> [YOUR GOAL]: Extract the listing in its entirety, keeping each line identical to the original.

> [THE DATA]:
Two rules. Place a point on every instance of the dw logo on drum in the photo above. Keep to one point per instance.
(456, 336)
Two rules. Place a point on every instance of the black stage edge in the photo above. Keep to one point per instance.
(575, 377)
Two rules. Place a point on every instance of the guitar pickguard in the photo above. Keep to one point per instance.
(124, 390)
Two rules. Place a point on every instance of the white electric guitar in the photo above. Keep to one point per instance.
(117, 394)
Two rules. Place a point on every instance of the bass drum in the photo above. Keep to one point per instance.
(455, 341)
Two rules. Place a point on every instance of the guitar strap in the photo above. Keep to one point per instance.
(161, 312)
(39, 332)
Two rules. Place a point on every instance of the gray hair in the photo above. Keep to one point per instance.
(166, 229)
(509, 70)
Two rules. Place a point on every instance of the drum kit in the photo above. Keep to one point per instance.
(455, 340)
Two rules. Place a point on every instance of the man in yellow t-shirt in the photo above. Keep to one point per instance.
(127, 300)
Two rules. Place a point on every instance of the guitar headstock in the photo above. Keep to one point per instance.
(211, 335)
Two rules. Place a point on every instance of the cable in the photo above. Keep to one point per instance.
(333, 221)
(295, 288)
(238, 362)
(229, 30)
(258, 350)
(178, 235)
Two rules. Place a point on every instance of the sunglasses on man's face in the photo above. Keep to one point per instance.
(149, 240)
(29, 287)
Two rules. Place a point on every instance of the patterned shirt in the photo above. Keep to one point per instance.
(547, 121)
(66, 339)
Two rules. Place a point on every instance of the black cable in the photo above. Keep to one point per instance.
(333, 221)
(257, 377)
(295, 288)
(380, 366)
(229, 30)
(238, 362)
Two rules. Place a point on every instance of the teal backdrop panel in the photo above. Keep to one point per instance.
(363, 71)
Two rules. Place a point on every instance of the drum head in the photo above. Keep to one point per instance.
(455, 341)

> [OUTPUT FOR THIS EXERCISE]:
Two rules. Place a point on every instance of the dw logo on drum in the photo above. Keep to one point per instance.
(456, 336)
Two rules. Place a point on every instance of the black stage edge in the photo above. Keep to one point per instance.
(575, 377)
Two rules. Place a point on every instance of the guitar pickguard in the photo above. Keep to one point per instance.
(124, 390)
Two rules. Place a point on every instance of the white electric guitar in the photo above. Keep to one point per instance.
(117, 394)
Two rules. Place a point on every instance of the bass drum in the photo above. Keep to one point per instance.
(455, 341)
Two rules. Place a point on every instance of the guitar strap in the photo above. Keep to one point per instance.
(161, 312)
(39, 332)
Two rules. Place a point on every instance of the gray hair in the photo above. Keep to one point per instance.
(166, 229)
(509, 70)
Two rules. Place a point on every instance of the drum kit in the photo above. Keep to one point per instance.
(455, 340)
Two rules. Place a point on every instance of the man in yellow t-shirt in the photo above. Keep to one point per instance.
(127, 300)
Two rules. Place a point on every instance of the guitar headstock in the photo above. Keep to one point per instance.
(211, 335)
Two rules. Place a point on every instance of the cable in the photo above. Keep to one point per instance.
(333, 221)
(295, 288)
(238, 362)
(229, 30)
(258, 350)
(178, 235)
Two rules. Place a point on every instance of the sunglasses on man's face in the photo above. Keep to one point per instance.
(149, 240)
(29, 287)
Two rules. Place a point on every instance of the patterned shirt in the photo above. Keep to one point per instance.
(547, 121)
(66, 339)
Two rules. Place a point on every instance of the black cable in the photo above. Keep to one point per instance.
(333, 221)
(257, 377)
(295, 288)
(380, 366)
(229, 30)
(238, 362)
Two rules. Place a point on every instance of the teal backdrop panel in the photo above. Keep to one point per instance.
(363, 71)
Two rules. Place a point on every instance of the drum head in the photo above. Keep to one point per instance.
(455, 341)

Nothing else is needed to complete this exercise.